MATERIAL SHOWN:
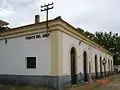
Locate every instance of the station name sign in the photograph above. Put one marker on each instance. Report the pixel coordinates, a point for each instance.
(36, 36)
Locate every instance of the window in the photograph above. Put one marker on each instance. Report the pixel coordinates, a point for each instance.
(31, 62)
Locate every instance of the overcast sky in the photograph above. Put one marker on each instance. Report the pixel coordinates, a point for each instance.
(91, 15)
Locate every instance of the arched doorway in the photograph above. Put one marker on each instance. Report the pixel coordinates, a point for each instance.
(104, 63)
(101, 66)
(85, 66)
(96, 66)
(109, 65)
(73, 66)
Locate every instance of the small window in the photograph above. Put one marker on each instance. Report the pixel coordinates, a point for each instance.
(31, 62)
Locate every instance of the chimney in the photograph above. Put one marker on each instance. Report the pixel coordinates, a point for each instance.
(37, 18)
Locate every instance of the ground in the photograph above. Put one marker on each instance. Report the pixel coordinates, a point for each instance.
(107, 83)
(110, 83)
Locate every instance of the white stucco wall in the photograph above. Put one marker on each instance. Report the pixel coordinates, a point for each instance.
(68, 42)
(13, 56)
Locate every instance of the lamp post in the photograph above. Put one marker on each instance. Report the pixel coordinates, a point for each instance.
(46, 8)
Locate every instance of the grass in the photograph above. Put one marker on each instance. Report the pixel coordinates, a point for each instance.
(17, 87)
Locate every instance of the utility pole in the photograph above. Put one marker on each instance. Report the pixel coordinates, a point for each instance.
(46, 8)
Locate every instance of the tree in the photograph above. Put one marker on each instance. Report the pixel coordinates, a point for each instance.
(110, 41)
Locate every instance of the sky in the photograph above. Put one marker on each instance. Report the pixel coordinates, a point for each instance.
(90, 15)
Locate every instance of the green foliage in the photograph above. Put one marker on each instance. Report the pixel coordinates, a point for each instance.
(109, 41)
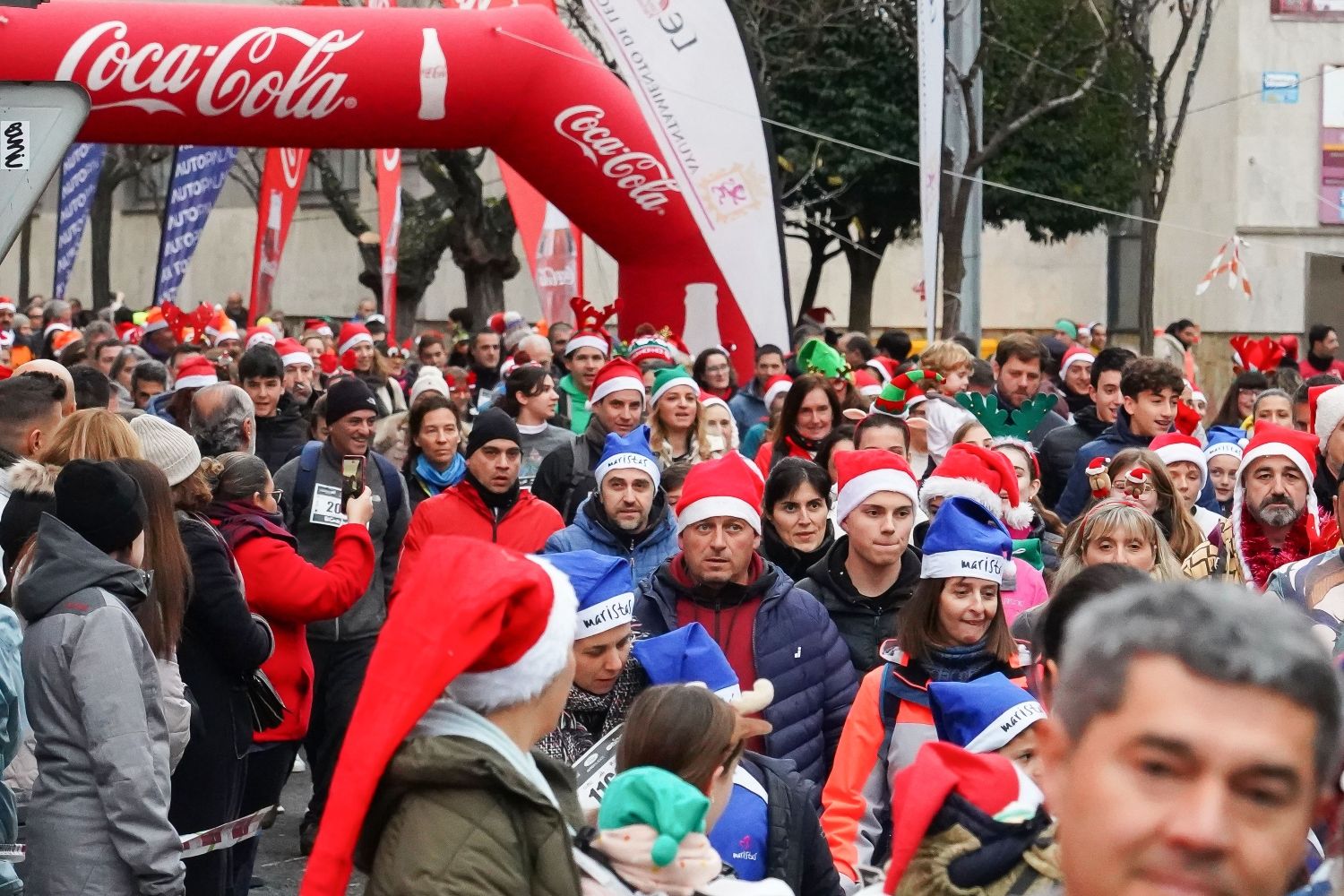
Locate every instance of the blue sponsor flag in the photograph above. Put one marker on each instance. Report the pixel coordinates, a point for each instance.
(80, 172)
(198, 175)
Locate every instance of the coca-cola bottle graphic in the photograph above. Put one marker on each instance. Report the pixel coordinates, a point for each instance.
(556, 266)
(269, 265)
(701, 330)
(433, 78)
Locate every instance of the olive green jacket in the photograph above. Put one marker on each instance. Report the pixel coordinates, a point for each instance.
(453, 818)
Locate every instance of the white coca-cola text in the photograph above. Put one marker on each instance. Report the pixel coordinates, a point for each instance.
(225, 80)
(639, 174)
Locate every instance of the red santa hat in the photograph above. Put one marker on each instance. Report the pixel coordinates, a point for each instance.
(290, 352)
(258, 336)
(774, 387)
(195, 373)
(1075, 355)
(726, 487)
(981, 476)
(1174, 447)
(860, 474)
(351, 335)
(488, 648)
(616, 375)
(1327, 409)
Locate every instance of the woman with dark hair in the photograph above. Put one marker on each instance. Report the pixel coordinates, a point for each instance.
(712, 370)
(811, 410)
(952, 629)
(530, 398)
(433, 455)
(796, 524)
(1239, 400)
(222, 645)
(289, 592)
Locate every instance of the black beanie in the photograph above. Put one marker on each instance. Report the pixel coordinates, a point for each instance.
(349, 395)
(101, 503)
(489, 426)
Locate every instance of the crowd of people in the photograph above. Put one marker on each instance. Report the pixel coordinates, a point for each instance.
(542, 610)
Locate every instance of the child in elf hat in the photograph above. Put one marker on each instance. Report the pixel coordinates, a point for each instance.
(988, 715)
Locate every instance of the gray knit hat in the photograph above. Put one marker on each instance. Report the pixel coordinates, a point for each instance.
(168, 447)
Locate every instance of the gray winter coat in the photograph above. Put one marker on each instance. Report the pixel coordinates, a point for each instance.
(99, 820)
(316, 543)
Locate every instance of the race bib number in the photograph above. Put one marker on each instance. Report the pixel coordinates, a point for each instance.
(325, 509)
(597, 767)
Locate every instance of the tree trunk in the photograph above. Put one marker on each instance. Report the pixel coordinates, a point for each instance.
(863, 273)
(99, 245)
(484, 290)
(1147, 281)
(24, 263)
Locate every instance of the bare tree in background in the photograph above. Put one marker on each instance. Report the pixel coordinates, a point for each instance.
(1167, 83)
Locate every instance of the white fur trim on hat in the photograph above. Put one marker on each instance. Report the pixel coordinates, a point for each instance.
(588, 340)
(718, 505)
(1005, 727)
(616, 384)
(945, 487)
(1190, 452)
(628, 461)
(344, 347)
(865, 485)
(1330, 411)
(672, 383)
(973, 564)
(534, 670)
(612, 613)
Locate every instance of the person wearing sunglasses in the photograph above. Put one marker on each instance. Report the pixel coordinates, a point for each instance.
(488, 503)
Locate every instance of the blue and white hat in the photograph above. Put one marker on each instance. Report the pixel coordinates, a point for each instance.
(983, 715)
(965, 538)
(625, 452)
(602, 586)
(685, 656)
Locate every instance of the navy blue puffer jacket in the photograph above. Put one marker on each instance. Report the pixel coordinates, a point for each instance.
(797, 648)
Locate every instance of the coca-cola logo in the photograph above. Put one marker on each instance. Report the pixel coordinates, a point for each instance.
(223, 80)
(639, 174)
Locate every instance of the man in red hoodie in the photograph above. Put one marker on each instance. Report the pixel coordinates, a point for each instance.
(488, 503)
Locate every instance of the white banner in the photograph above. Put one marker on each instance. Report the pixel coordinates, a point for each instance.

EXERCISE DETAILS: Copy every entry word for word, but omit the pictures.

RIGHT ANSWER:
Locate every instance of the station name sign in the photograph above. Put one marker on each instance. Report the pixel coordinates, a point for each instance.
(36, 36)
Locate every instance of the window in the photograph above. Put one marker on each instance. Report the pixel coordinates, a point for each instance.
(31, 62)
Locate every instance of the overcast sky in the photograph above. Put one marker on each instance. Report the pixel coordinates, a point for each instance.
(91, 15)
Locate every instance of the arched doorway in the photograph above. Put one marker on each instance. Report the pixel coordinates, a point for each instance.
(104, 63)
(101, 66)
(85, 66)
(96, 66)
(109, 65)
(73, 66)
Locate every instance of the small window in the photograph above. Put one marker on each instance. Report the pixel coordinates, a point for each instance.
(31, 62)
Locate every instance of the chimney in the photograph above. Put one marker on each instance. Report the pixel coordinates, a point for each instance.
(37, 18)
Locate every instance of the ground in the photograph above. Put one marker on each instance. Report the pixel coordinates, a point for each instance.
(107, 83)
(110, 83)
Locate every instance of the white stucco wall in the photograph above. Put one marker on each instance. Report the pixel coordinates, a point for each instance.
(68, 42)
(13, 56)
Locate every instance of the lamp post in the photograph above. Put one marker on each instance. Report the pixel coordinates, a point for each instance.
(46, 8)
Locate every instance of the grass in the photograph above. Put one marker on each instance. Report the pixel coordinates, a point for each instance.
(17, 87)
Locate every instance of the utility pole in the photograph above. Put one marker on each instance. Report the pixel coordinates, a point for each instance.
(46, 8)
Locate every instance of the tree in the photograph above. Put one marker on each instance. Report the pixel coordinates, a point for each instance.
(110, 41)
Locate every instance of the sky in the photograph above. Put one marker on each instance. Report the pixel coordinates, a point for each instance.
(90, 15)
Locate every instance of the green foliage in the photograph above. Put one marker on each instance. Report the pixel coordinates, a point for each instance.
(109, 41)
Locate every instance of the blue sponsor flag in the photograph above. Put one marker on each instance. Report the pixel coordinates, a point for each instance.
(80, 172)
(198, 175)
Locate every instance of the coca-cola bottle graphic in the photograph above. Put one marker on each instance. Report the pixel coordinates, a point for each instance.
(556, 266)
(269, 265)
(701, 330)
(433, 78)
Locate every instance of the olive green jacket in the photograph above. Put one marker on each instance. Report the pixel coordinates, a point for each instance.
(453, 818)
Locate every instance of the white coca-cola text in the photograph above. Put one marker on each instance. Report the pixel coordinates, a point for each instance.
(225, 80)
(639, 174)
Locate every instance of the red santa hat in the photograph above. Put one marker on each instance. Report the pixel coordinates, a point for each instance.
(290, 352)
(258, 336)
(774, 387)
(195, 373)
(1075, 355)
(726, 487)
(981, 476)
(1174, 447)
(860, 474)
(351, 335)
(488, 648)
(616, 375)
(1327, 409)
Locate every instance of the woman with dark hair in the photograph above. Put one marker on each instance. Report the pixel coordinates, a point for each instance.
(712, 370)
(811, 410)
(952, 629)
(530, 398)
(433, 455)
(796, 524)
(1239, 400)
(222, 645)
(289, 592)
Locate every instance of the black beanie in the photograph above. Put one marker on each instance. Report the pixel coordinates, a point for each instance.
(349, 395)
(101, 503)
(489, 426)
Locate every instance of the crowd of people in the photograph above. Put one marker on each instance. Report the pixel coordinates, a point for each instance.
(542, 610)
Locate every instance of the child in elf hat in the photograph above. Put one marker on each instance. Report the pixel coordinates, a point for each instance.
(988, 715)
Locate every instance of the gray knit hat in the photograph above. Put one marker on each instance. Report the pixel coordinates, a point for each instance.
(168, 447)
Locate every instance of the gray winter coat in the photograph above. Put one marker on each instance. Report the pixel coordinates, a point for each instance.
(99, 820)
(316, 543)
Locate every instance of the race bib number in the photograph above. Put one marker on each instance. Report the pixel coordinates, a point for each instance.
(325, 509)
(597, 767)
Locate every instance of the tree trunk in the photograph above. Put one marker on each instance. Report the pixel coordinates, a point for each instance.
(863, 273)
(99, 245)
(484, 290)
(1147, 281)
(24, 263)
Locate every instance of the bare tree in background in the photograph above. Put one marker on each instance. Report the pixel coordinates, a point for each instance.
(1167, 83)
Locate every instance of the white fur trim on hat in the photograph above. Put one marker on each instance. Report the pixel coordinates, a point for each instance.
(588, 340)
(718, 505)
(1005, 727)
(616, 384)
(945, 487)
(1190, 452)
(628, 461)
(344, 347)
(865, 485)
(1330, 411)
(672, 383)
(973, 564)
(534, 670)
(612, 613)
Locate every instance of the person wearing sunglasses in the photograph above. Put one marker on each instance. Report the pixel coordinates, a point for each instance.
(488, 503)
Locate every instance of the blue and white hat in the photograph above. Put one marker on each instance. Report the pixel coordinates, a point for each instance.
(983, 715)
(965, 538)
(625, 452)
(602, 586)
(685, 656)
Locate every instance of the navy blue puffer jacket in the photograph above. Put one marker on each instance. Report the pixel coordinates, a point for each instance.
(797, 648)
Locate every instance of the coca-cola logo in the photograph above. Put one marker on each instance. Report the pixel coordinates, a point for each instance.
(223, 80)
(639, 174)
Locate every instance of the man in red hoodie in the photograph above. Put one marker on each instance. Report the pixel coordinates, a point for each instance.
(488, 503)
Locate every instance of the white banner in the photograph above. Put one marker on each instance. Report the pixel coordinates, a point for each instance.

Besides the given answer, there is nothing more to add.